[Items listed in a dataset]
- - - - - - -

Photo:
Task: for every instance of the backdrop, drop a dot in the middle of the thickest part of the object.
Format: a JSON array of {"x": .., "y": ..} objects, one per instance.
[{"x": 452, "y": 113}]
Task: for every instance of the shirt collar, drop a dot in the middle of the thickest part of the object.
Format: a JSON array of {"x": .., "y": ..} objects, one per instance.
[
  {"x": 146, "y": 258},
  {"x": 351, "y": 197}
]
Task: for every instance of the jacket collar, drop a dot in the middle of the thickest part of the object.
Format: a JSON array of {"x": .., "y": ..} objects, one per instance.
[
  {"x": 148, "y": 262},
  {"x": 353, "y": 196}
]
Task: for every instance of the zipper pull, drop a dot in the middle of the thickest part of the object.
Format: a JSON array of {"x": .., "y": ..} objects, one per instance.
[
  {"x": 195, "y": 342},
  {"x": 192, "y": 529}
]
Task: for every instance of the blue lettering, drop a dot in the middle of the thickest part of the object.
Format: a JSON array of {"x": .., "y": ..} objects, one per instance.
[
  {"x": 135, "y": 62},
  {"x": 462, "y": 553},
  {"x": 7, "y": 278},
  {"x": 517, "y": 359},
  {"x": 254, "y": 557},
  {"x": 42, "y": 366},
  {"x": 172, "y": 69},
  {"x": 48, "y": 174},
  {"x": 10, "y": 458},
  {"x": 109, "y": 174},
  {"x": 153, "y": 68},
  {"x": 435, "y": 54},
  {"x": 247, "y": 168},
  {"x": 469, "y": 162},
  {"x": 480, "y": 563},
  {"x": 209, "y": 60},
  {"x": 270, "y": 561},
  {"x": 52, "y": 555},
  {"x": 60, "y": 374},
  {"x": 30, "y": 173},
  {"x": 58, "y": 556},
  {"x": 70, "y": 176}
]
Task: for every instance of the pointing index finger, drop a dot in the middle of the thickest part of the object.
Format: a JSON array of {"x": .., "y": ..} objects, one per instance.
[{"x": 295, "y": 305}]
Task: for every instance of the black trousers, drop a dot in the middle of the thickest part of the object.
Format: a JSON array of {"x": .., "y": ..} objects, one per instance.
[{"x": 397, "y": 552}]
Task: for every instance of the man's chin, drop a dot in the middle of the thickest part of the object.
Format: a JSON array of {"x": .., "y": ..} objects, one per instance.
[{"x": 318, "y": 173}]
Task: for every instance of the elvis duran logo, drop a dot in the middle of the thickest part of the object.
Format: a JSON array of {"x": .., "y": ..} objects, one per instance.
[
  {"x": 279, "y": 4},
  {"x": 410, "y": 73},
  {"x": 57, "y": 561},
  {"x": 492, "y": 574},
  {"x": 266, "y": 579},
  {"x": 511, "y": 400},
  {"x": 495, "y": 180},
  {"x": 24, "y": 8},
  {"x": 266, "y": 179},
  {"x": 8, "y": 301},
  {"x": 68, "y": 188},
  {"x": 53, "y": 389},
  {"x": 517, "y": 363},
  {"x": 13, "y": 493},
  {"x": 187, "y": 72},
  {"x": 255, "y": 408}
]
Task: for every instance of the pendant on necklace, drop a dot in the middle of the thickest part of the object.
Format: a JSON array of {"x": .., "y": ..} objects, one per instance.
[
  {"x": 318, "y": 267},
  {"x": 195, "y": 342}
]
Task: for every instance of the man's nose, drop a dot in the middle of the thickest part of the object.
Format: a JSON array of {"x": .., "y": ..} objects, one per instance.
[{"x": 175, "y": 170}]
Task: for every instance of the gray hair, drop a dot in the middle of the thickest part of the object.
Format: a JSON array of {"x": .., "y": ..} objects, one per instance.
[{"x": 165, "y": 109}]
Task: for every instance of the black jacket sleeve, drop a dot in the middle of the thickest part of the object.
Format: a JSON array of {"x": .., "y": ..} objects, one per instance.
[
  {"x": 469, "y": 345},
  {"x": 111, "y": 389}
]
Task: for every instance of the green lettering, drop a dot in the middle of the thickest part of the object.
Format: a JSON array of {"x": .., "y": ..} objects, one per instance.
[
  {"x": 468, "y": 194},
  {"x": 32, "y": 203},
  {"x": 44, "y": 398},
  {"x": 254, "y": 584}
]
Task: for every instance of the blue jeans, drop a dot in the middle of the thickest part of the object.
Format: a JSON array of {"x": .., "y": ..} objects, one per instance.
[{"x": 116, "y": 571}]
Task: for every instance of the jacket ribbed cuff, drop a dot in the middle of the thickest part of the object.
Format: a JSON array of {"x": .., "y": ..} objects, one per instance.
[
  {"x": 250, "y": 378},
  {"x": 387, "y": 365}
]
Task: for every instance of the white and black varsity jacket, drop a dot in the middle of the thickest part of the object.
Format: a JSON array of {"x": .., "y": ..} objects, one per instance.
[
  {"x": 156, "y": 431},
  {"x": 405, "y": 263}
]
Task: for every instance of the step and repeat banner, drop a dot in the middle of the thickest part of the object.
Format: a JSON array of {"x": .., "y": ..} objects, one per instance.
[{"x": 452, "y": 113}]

- - - - - - -

* Exercise details *
Using the exact wording, transcribe all the records above.

* Task response *
Photo:
Task: for every instance of the backdrop, drop a dot in the middle of the thickest part of the object.
Format: a JSON array of {"x": .., "y": ..} objects, one per instance.
[{"x": 452, "y": 113}]
Task: for every instance of the shirt collar, drop a dot in the middle of the thickest part of the object.
Format: a JSON array of {"x": .., "y": ..} objects, one per instance.
[
  {"x": 146, "y": 258},
  {"x": 351, "y": 197}
]
Task: for every instance of the jacket collar, drop a dot in the middle of the thickest part of the object.
Format: a JSON array of {"x": .., "y": ..} objects, one per instance.
[
  {"x": 148, "y": 262},
  {"x": 353, "y": 196}
]
Task: for every instance of the zipper pull, drop a dot in the middle of the thickest part of the object.
Format: a JSON array of {"x": .., "y": ..} objects, one per instance.
[
  {"x": 195, "y": 342},
  {"x": 192, "y": 529}
]
Task: for every instance of the blue lettering, drop a dot in the middle of the thickest part of the object.
Format: a JSON array of {"x": .., "y": ..} objects, one per instance.
[
  {"x": 135, "y": 62},
  {"x": 462, "y": 553},
  {"x": 7, "y": 278},
  {"x": 517, "y": 359},
  {"x": 254, "y": 557},
  {"x": 42, "y": 366},
  {"x": 172, "y": 69},
  {"x": 48, "y": 174},
  {"x": 10, "y": 458},
  {"x": 109, "y": 174},
  {"x": 153, "y": 68},
  {"x": 435, "y": 54},
  {"x": 247, "y": 168},
  {"x": 469, "y": 162},
  {"x": 480, "y": 563},
  {"x": 209, "y": 60},
  {"x": 270, "y": 561},
  {"x": 52, "y": 555},
  {"x": 60, "y": 374},
  {"x": 30, "y": 173},
  {"x": 58, "y": 556},
  {"x": 70, "y": 176}
]
Task: for every instance of the pointing index finger, drop a dot in the middle of the thickest part of the object.
Format: a JSON array of {"x": .., "y": ..} objects, one per instance.
[{"x": 295, "y": 305}]
Task: for every instance of the black trousers, drop a dot in the middle of the thickest part of the object.
Format: a JSON array of {"x": .., "y": ..} objects, one per instance.
[{"x": 397, "y": 552}]
Task: for every instance of the man's chin, drop a dot in the middle of the thickest part of the object.
Format: a JSON array of {"x": .., "y": ..} objects, one per instance.
[{"x": 318, "y": 173}]
Task: for every instance of the elvis duran logo, drop a dot in the middle of the thickest part of the object.
Format: a JSON array of {"x": .., "y": ..} objects, one per instance.
[
  {"x": 279, "y": 4},
  {"x": 410, "y": 73},
  {"x": 57, "y": 561},
  {"x": 492, "y": 574},
  {"x": 266, "y": 579},
  {"x": 511, "y": 400},
  {"x": 495, "y": 180},
  {"x": 24, "y": 8},
  {"x": 266, "y": 179},
  {"x": 8, "y": 301},
  {"x": 68, "y": 188},
  {"x": 53, "y": 389},
  {"x": 517, "y": 363},
  {"x": 13, "y": 493},
  {"x": 187, "y": 72},
  {"x": 255, "y": 408}
]
Task: for every instance of the pendant on necklace, drop a dot in the middle of the thickest part of the object.
Format: a JSON array of {"x": .., "y": ..} objects, one per instance.
[
  {"x": 318, "y": 267},
  {"x": 195, "y": 342}
]
Task: for every instance of the man's nose, drop a dot in the middle of the thickest part of the object.
Format: a JSON array of {"x": .., "y": ..} objects, one per instance.
[{"x": 175, "y": 170}]
Task: for every instance of the gray hair, drop a dot in the middle of the thickest part of the object.
Format: a JSON array of {"x": .., "y": ..} objects, one per instance.
[{"x": 165, "y": 109}]
Task: for every instance of the black jacket sleeve, drop a dot in the middle of the thickest part of the object.
Format: a JSON array of {"x": .., "y": ..} objects, one per instance.
[
  {"x": 469, "y": 345},
  {"x": 111, "y": 389}
]
Task: for every instance of the green lettering, drop a dot in the middle of the thickest part of the object.
Format: a JSON array of {"x": .., "y": ..} objects, one per instance.
[
  {"x": 468, "y": 194},
  {"x": 32, "y": 203},
  {"x": 44, "y": 398},
  {"x": 254, "y": 584}
]
Task: for every instance of the blue jeans, drop a dot in the middle of the thickest part of the object.
Format: a JSON array of {"x": .., "y": ..} objects, one per instance.
[{"x": 116, "y": 571}]
Task: for every instance of the jacket ribbed cuff, drop a dot in the middle of the thickest part of the object.
Format: a JSON array of {"x": .., "y": ..} objects, one per instance.
[
  {"x": 250, "y": 378},
  {"x": 387, "y": 365}
]
Task: for every instance of the white and black varsity jacket, drop a dot in the middle of the thickest part of the object.
Format: a JSON array of {"x": .., "y": ..} objects, one per instance.
[
  {"x": 156, "y": 431},
  {"x": 405, "y": 263}
]
Task: for every instance of the step and repeat banner, drop a dot in the middle of the thickest part of the object.
Format: a JSON array of {"x": .., "y": ..} objects, one per instance.
[{"x": 452, "y": 113}]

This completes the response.